Pointing and labeling entries
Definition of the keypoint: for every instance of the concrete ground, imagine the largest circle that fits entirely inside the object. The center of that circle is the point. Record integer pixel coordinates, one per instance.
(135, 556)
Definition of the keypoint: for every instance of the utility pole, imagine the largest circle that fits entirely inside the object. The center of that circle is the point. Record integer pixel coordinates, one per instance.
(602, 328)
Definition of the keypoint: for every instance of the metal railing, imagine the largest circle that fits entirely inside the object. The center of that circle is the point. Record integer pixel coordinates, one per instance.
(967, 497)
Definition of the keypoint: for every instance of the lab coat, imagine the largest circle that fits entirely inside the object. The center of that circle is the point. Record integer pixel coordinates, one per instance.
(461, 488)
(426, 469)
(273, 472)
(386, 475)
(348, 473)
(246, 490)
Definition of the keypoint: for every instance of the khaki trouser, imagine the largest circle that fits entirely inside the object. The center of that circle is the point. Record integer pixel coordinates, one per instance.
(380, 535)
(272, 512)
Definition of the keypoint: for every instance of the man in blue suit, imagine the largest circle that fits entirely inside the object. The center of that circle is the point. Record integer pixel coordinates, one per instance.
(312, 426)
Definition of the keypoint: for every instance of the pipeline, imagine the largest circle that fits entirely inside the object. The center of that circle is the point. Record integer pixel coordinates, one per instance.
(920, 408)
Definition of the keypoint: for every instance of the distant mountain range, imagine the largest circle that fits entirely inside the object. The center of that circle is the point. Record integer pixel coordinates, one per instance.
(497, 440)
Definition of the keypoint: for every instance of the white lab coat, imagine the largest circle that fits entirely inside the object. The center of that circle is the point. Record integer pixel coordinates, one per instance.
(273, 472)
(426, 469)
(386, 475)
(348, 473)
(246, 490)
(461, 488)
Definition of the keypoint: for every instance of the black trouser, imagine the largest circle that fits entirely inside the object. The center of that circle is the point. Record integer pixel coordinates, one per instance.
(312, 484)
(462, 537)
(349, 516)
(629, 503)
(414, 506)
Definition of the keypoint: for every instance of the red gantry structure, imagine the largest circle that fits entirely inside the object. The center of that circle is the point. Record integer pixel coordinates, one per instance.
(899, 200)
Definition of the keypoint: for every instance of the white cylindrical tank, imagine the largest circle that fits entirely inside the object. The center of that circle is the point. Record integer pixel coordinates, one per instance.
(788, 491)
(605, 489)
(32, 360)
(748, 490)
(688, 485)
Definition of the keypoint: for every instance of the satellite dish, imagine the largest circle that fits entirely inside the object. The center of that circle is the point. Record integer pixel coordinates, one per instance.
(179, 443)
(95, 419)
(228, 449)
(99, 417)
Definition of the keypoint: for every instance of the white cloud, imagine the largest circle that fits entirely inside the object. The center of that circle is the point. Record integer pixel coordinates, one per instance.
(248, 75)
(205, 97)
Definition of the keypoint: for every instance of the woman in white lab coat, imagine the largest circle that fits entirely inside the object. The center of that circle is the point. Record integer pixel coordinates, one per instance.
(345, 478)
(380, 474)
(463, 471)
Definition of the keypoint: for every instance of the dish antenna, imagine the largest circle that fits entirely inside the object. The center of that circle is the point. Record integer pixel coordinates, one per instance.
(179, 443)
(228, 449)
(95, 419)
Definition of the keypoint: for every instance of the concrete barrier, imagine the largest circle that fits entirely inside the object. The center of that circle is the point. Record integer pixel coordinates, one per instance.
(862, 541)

Task requirements: Without changing a word, restate the whole listing.

Solution:
Definition of the keypoint: for every instance of the concrete ground, imagine the largest circle that fits entirely inside the object. The center of that circle is the point. Record integer pixel coordinates, one per instance.
(135, 556)
Definition of the keypoint: for every instance of the utility pole, imagine the largest circle that fits entirely inside the object. The center of that circle is the point. Record integer pixel coordinates, one per instance.
(602, 328)
Definition of the keypoint: for every instance of the metal railing, imagine the largest circle that fits entirely inside the object. The center of that circle is the point. Record integer pixel coordinates, one per instance.
(967, 497)
Definition of the keypoint: for every instance of the lab coat, imagine the largest circle that fits entirely inside the object. The center of that circle is the point. Record integer pixel coordinates, one per instance.
(461, 488)
(426, 469)
(273, 472)
(386, 475)
(348, 473)
(246, 490)
Definition of the keypoint: for every instance of the khaki trouser, imagine the largest circle that fits entirely inside the object. The center of that circle is the point. Record integer pixel coordinates, one per instance.
(380, 535)
(272, 512)
Definition of the keypoint: for every instance of the man in blue suit, imagine the largest circle that fits entirely inside the object. The center of that circle is the point. Record integer pixel coordinates, one per instance.
(312, 426)
Definition of the keypoint: for every instance of the pipeline, imagine the largest circle that fits entirely inside the object. The center of that circle is the point. Record integer pixel coordinates, one per instance.
(920, 408)
Definition of the keypoint: for every instance of the distant mountain range, imagine the largest circle that fits entirely inside the object. The center of that circle is the point. Record integer pixel coordinates, one per instance.
(497, 440)
Definition of the keypoint: for every instance of the white lab coat, imagine the largest circle that fits entirely inside the object. The center of that circle is the point. Record integer pixel coordinates, one per instance.
(273, 472)
(426, 469)
(386, 475)
(348, 473)
(246, 490)
(461, 488)
Definition of the keypoint: for every instance of the black trouser, imagine the largest circle that fits entirely inside the object. The center of that circle is the point. Record integer pixel coordinates, one per instance.
(312, 484)
(462, 537)
(349, 516)
(629, 503)
(414, 506)
Definition of the keypoint: for every instance of the red gantry structure, imagine the largest circle that fits entirely inside the object. The center of that circle is the point. Record integer pixel coordinates, one per instance.
(899, 200)
Definition of the keypoint: for every instance of the white cylindrical tank, imagine the largest circle that fits entirely inside the object. The center of that circle is the point. Record integer pixel coordinates, one per instance.
(788, 491)
(605, 489)
(32, 360)
(748, 490)
(688, 485)
Definition of the keypoint: for every instance of the satellite dish, imagine the largest circle that fits entirely inside the object. The center of that circle is the point. Record integer pixel coordinates, one per instance.
(179, 443)
(95, 419)
(228, 449)
(99, 417)
Definition of the keypoint: for every instance of the white cloud, imagine the largest circle that fits entirely inside the object. The center of that circle is the point. Record integer pixel coordinates, one per instance.
(248, 75)
(205, 97)
Definition of the keypoint: for every instance of the woman in white lab coat, imagine the largest circle that fits entirely inside the object. The center of that circle is the point. Record integer pixel coordinates, one per instance.
(345, 478)
(380, 474)
(463, 471)
Definition of the keypoint: for every instance of the dish antenna, imagine the largest circle that fits entirely inside the object. The center of that circle is the point. Record integer pixel coordinates, one per instance.
(179, 443)
(228, 449)
(95, 419)
Definition of the keypoint: for every instance of the concrete barrier, imagine the largest circle that fits entirely inside the object. The center of that circle is the point. Record integer pixel coordinates, one per instance.
(862, 541)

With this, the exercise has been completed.